▼

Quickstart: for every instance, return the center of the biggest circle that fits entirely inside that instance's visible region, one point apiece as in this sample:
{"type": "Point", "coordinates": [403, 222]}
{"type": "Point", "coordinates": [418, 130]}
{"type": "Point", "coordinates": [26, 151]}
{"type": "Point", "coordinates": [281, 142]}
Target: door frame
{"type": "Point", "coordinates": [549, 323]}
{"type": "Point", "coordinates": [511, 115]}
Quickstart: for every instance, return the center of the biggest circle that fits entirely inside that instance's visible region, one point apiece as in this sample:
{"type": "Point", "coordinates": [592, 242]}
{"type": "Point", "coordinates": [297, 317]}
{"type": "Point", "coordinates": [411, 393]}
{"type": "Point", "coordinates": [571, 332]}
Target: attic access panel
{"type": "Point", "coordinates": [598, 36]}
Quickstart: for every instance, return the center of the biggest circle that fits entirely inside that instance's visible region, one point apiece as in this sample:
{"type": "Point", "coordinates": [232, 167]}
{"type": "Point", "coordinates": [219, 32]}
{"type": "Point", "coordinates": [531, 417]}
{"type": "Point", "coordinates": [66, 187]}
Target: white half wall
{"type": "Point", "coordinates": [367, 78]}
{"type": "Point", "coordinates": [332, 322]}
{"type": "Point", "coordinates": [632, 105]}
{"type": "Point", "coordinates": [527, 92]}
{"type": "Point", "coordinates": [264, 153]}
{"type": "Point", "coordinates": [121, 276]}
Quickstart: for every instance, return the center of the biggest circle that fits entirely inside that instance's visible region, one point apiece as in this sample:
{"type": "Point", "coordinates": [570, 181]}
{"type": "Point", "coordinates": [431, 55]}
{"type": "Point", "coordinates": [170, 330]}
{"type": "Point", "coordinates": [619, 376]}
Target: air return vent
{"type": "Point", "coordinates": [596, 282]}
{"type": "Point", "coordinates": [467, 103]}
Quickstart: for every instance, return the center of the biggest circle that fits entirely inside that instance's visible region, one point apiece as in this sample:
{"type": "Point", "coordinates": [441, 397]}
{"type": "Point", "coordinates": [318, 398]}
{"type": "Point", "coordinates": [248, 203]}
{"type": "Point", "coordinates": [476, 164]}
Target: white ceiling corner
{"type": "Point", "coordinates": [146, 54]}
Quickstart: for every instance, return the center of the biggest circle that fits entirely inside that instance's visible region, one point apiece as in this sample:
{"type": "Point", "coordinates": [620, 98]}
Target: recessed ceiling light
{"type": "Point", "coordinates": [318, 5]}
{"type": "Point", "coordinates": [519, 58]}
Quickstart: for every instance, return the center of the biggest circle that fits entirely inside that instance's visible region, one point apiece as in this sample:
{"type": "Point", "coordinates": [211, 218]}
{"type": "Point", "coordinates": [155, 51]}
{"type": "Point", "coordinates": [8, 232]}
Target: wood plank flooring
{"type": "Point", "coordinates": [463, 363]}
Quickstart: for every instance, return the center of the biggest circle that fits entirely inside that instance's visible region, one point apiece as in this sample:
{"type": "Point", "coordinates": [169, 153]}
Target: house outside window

▲

## SET TASK
Copy out all of the lines above exactly.

## TASK RESULT
Quickstart: for every instance, return the center of the biggest circle that fits entirely inside that instance's visible region, one point apiece as in this sample:
{"type": "Point", "coordinates": [403, 222]}
{"type": "Point", "coordinates": [418, 130]}
{"type": "Point", "coordinates": [26, 151]}
{"type": "Point", "coordinates": [281, 142]}
Target: door frame
{"type": "Point", "coordinates": [549, 323]}
{"type": "Point", "coordinates": [511, 115]}
Quickstart: for every instance, return the center of the biggest circle that fits entirely inside that instance's visible region, one point apiece as in this sample:
{"type": "Point", "coordinates": [592, 242]}
{"type": "Point", "coordinates": [297, 317]}
{"type": "Point", "coordinates": [411, 393]}
{"type": "Point", "coordinates": [571, 332]}
Target: attic access panel
{"type": "Point", "coordinates": [598, 36]}
Quickstart: for every instance, return the center of the biggest circle that fits entirely inside that instance's visible region, one point apiece as in this sample:
{"type": "Point", "coordinates": [232, 167]}
{"type": "Point", "coordinates": [219, 32]}
{"type": "Point", "coordinates": [531, 417]}
{"type": "Point", "coordinates": [66, 187]}
Target: white half wall
{"type": "Point", "coordinates": [367, 78]}
{"type": "Point", "coordinates": [332, 322]}
{"type": "Point", "coordinates": [632, 105]}
{"type": "Point", "coordinates": [527, 92]}
{"type": "Point", "coordinates": [264, 153]}
{"type": "Point", "coordinates": [121, 276]}
Quickstart: for every instance, return the center of the biggest circle that fits entirely inside that instance's visible region, one point apiece as in this sample:
{"type": "Point", "coordinates": [570, 181]}
{"type": "Point", "coordinates": [431, 55]}
{"type": "Point", "coordinates": [170, 330]}
{"type": "Point", "coordinates": [619, 376]}
Target: air return vent
{"type": "Point", "coordinates": [596, 282]}
{"type": "Point", "coordinates": [467, 103]}
Quickstart: for every instance, return the center of the biggest circle that fits entirely inside that instance's visible region, one point apiece as in this sample:
{"type": "Point", "coordinates": [441, 397]}
{"type": "Point", "coordinates": [318, 398]}
{"type": "Point", "coordinates": [248, 203]}
{"type": "Point", "coordinates": [476, 164]}
Target: white ceiling corner
{"type": "Point", "coordinates": [146, 54]}
Quickstart: for every instance, return the center of the biggest circle that fits entirely inside that instance's visible region, one point apiece as in this sample:
{"type": "Point", "coordinates": [620, 98]}
Target: recessed ceiling light
{"type": "Point", "coordinates": [318, 5]}
{"type": "Point", "coordinates": [519, 58]}
Quickstart: for every instance, return the center of the biggest circle that fits entirely inside that instance's visible region, one point apiece as in this sample:
{"type": "Point", "coordinates": [211, 218]}
{"type": "Point", "coordinates": [155, 51]}
{"type": "Point", "coordinates": [8, 232]}
Target: wood plank flooring
{"type": "Point", "coordinates": [463, 363]}
Quickstart: for every instance, return the center of the biggest circle that fits entirely inside that instance's visible region, one point apiece as in this sample:
{"type": "Point", "coordinates": [169, 153]}
Target: house outside window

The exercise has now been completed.